Extracted material:
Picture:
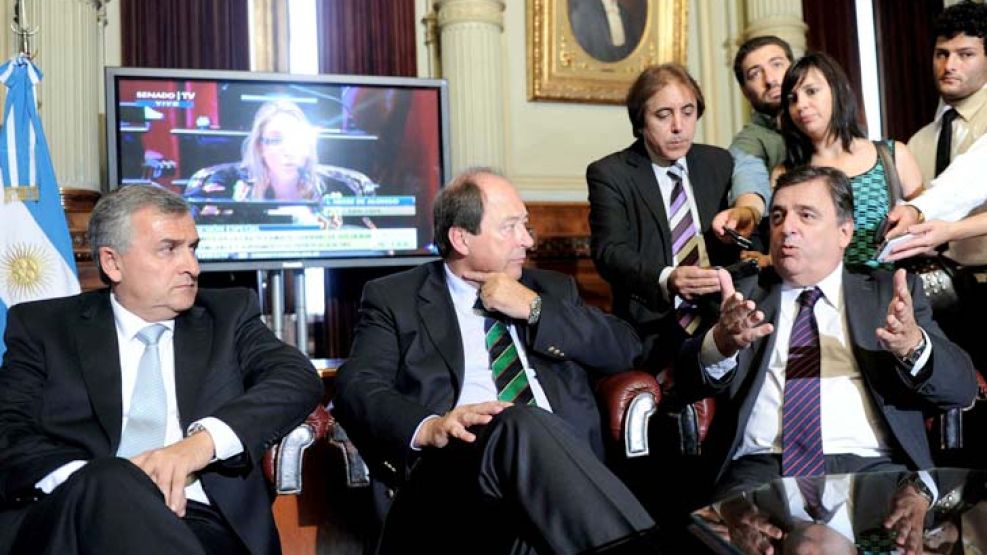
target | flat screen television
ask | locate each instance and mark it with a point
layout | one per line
(286, 170)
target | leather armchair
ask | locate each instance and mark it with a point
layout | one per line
(631, 400)
(283, 461)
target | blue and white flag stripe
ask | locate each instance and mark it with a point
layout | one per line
(36, 259)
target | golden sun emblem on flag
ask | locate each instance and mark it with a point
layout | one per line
(24, 270)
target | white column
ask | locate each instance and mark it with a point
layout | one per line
(471, 34)
(782, 18)
(68, 48)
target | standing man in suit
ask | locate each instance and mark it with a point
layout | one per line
(818, 370)
(651, 206)
(134, 419)
(468, 390)
(759, 66)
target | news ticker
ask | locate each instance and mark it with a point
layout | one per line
(403, 205)
(244, 242)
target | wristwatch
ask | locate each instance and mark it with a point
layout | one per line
(912, 356)
(535, 310)
(913, 479)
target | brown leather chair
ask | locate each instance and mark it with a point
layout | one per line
(632, 399)
(283, 461)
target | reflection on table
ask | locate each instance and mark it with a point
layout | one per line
(874, 513)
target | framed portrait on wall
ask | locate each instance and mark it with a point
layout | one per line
(591, 50)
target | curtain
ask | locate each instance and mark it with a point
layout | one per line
(833, 30)
(904, 54)
(367, 37)
(192, 34)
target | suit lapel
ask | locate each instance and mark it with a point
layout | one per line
(859, 293)
(438, 318)
(99, 360)
(193, 343)
(643, 177)
(706, 204)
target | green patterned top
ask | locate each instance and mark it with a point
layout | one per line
(870, 206)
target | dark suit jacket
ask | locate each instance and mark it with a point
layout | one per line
(947, 380)
(589, 25)
(407, 361)
(630, 239)
(60, 395)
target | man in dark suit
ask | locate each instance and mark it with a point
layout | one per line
(468, 390)
(134, 419)
(651, 206)
(819, 370)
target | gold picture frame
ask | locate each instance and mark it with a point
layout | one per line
(560, 65)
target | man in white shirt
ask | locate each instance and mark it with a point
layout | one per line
(952, 169)
(819, 370)
(133, 419)
(467, 390)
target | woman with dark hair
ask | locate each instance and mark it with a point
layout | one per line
(819, 120)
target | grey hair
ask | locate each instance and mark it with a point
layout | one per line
(459, 204)
(109, 224)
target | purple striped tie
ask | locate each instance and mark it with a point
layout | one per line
(801, 429)
(685, 244)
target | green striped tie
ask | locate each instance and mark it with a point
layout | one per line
(508, 372)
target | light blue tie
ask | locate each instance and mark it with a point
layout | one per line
(148, 414)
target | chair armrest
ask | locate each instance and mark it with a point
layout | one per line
(628, 400)
(357, 472)
(283, 461)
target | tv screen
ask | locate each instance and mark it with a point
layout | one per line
(285, 170)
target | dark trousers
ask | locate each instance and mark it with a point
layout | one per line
(527, 484)
(111, 506)
(752, 471)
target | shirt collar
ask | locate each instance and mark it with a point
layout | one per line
(831, 285)
(462, 291)
(129, 324)
(656, 161)
(966, 107)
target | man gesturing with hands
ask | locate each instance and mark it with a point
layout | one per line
(467, 390)
(820, 370)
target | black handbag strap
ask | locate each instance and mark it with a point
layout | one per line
(890, 174)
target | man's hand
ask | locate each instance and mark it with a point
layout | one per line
(927, 236)
(749, 527)
(171, 466)
(900, 333)
(900, 219)
(907, 517)
(740, 323)
(689, 282)
(437, 432)
(740, 218)
(502, 293)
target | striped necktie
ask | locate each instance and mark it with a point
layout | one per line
(801, 429)
(685, 244)
(147, 417)
(505, 364)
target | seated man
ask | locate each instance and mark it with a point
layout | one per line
(842, 367)
(134, 419)
(467, 388)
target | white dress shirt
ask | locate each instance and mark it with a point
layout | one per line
(851, 424)
(128, 325)
(478, 382)
(666, 185)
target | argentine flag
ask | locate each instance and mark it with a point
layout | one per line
(35, 249)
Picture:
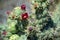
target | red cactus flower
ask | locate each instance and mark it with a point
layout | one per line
(23, 7)
(30, 28)
(8, 12)
(4, 33)
(25, 16)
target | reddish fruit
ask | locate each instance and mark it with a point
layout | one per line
(25, 16)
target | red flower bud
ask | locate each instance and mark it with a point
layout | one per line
(4, 32)
(25, 16)
(23, 7)
(8, 12)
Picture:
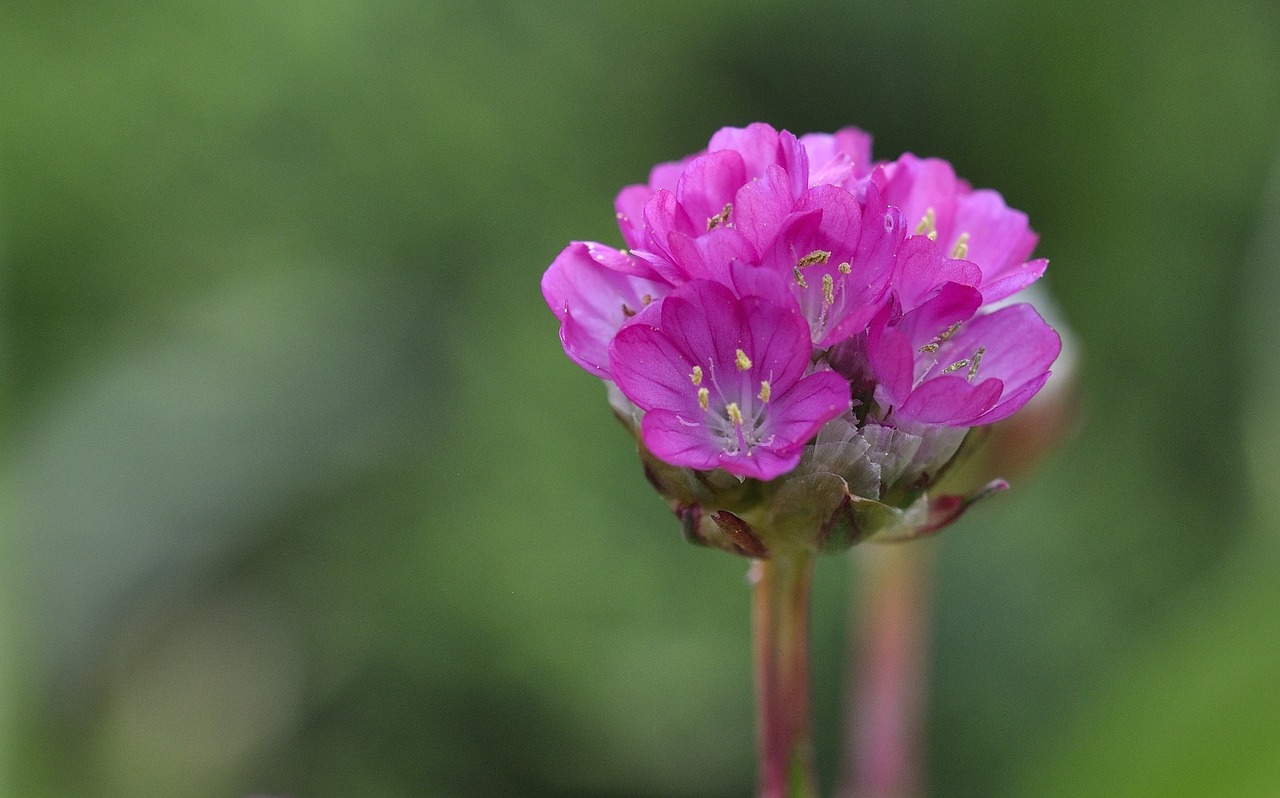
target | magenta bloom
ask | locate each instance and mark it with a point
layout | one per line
(969, 224)
(722, 381)
(776, 287)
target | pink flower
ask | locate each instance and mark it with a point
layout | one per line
(776, 286)
(976, 226)
(723, 382)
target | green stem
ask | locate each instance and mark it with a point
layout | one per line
(782, 711)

What to produce: What you return should match the records above word for word, minus the pictures.

Solution to this task:
Picture:
target | flat screen television
ask | locate each instance and mark it with a point
layout | one per line
(286, 170)
target | leather armchair
ask | locate each instance and mark it with a point
layout | one per line
(631, 400)
(283, 461)
target | blue and white flag stripe
ask | locate each instance and mark it with a point
layout | one per line
(36, 259)
target | golden sun emblem on flag
ask | locate each instance and mark it with a point
layout | one per line
(24, 270)
target | white column
ask | locate each instance and mark it with a point
layout | one per line
(471, 34)
(782, 18)
(68, 48)
target | standing man in suit
ask | locate each instance and mark it with a point
layout | one per line
(818, 370)
(651, 206)
(134, 419)
(468, 390)
(759, 66)
target | news ticker
ask | locate each instance and mark it with a point
layout | one per line
(403, 205)
(244, 242)
target | wristwatch
ask | locate each instance and mark it with a point
layout | one per line
(912, 356)
(535, 310)
(913, 479)
target | brown leather chair
ask | locate each instance and mark it with a point
layout | one per line
(632, 399)
(283, 461)
target | reflection on table
ask | locate each instance and mark it with a point
layout | one per line
(874, 513)
target | framed portrait on wall
ask | locate each instance and mark it with a point
layout | one per line
(591, 50)
target | curtain
ask | locate each instance and mark it with a point
layout | one per line
(833, 30)
(904, 54)
(367, 37)
(192, 34)
target | suit lapel
ask | locate each instance and mark it with a point
layout | one per line
(859, 293)
(438, 318)
(99, 360)
(193, 343)
(643, 177)
(706, 204)
target | green patterned top
ask | locate each instance and mark it with a point
layout | one per line
(870, 206)
target | dark suit jacket
ask | locate each instance and mark it with a point
layout | one per line
(947, 380)
(589, 25)
(407, 361)
(630, 239)
(60, 395)
target | man in dark suit
ask | locate each instance and mark it with a point
layout | one per line
(468, 390)
(134, 419)
(651, 206)
(819, 370)
target | gold picture frame
ask | locate each instance and mark it with a point
layout | one per line
(560, 65)
target | man in white shirt
ask | locate each instance and mark it with a point
layout | one per line
(952, 169)
(819, 370)
(133, 419)
(467, 390)
target | woman with dark hair
ask | locate each instance and mark it with a point
layout | one per line
(819, 120)
target | grey hair
ask | locate each instance and mark it with a point
layout | one per line
(459, 204)
(109, 224)
target | purple striped tie
ask | locate each instance and mark it with a point
layout | one per line
(801, 429)
(685, 244)
target | green striped tie
ask | locate each instance and mark it with a point
layout | one per line
(508, 372)
target | light blue tie
ask | locate each instance and mark it with a point
layout | one per line
(148, 414)
target | chair armrest
ask | locate each instance and mark it with a point
layout | one per line
(628, 400)
(357, 472)
(283, 461)
target | tv screen
ask | locate each instance and mark it with a point
layout | one per line
(285, 170)
target | dark trousers
ask | locate each instance and mark it with a point
layout | one per line
(527, 484)
(111, 506)
(752, 471)
target | shirt collar
ask | locate each instance and mark it with a point
layout | one per line
(831, 285)
(462, 291)
(129, 324)
(656, 161)
(966, 107)
target | man gesturing with hands
ask | locate each instance and mark it with a point
layout | one per line
(467, 390)
(820, 370)
target | black handbag strap
ask | locate each instance and mark it with a point
layout | one per line
(890, 174)
target | man's hand
ask | locate each instance and mark it with a point
layout | one per line
(927, 236)
(749, 527)
(171, 466)
(900, 333)
(900, 219)
(907, 517)
(740, 323)
(689, 282)
(437, 432)
(740, 218)
(502, 293)
target | striped necktie
ask | locate each instance and mark it with a point
layout | one per line
(801, 429)
(685, 244)
(147, 417)
(505, 364)
target | seated man
ask | locate each instance and mark it with a point
layout | one per line
(842, 367)
(134, 419)
(467, 388)
target | white dress shirt
ask | locate each instance and mark it with a point
layout | one per line
(851, 424)
(128, 325)
(478, 382)
(666, 185)
target | argentine flag
ask | locate each instance and mark it with a point
layout | one per line
(35, 249)
Picture:
target | red cactus flower
ask | locate each instance and mark it with a point
layout | one per line
(23, 7)
(30, 28)
(8, 12)
(4, 33)
(25, 16)
target | reddish fruit
ask | locate each instance and mark it with a point
layout | one per line
(25, 16)
target | red flower bud
ask | locate each instance and mark it with a point
layout | one per line
(4, 32)
(25, 16)
(23, 7)
(8, 12)
Picture:
target | magenta bloom
ask | locate each instance and mark it with a point
layout | one per line
(969, 224)
(722, 381)
(776, 287)
target | pink flower
ask | locate each instance and mark it with a point
layout | one per line
(776, 286)
(976, 226)
(723, 382)
target | green stem
ask | locate each instance and mark it with a point
layout | one per line
(782, 711)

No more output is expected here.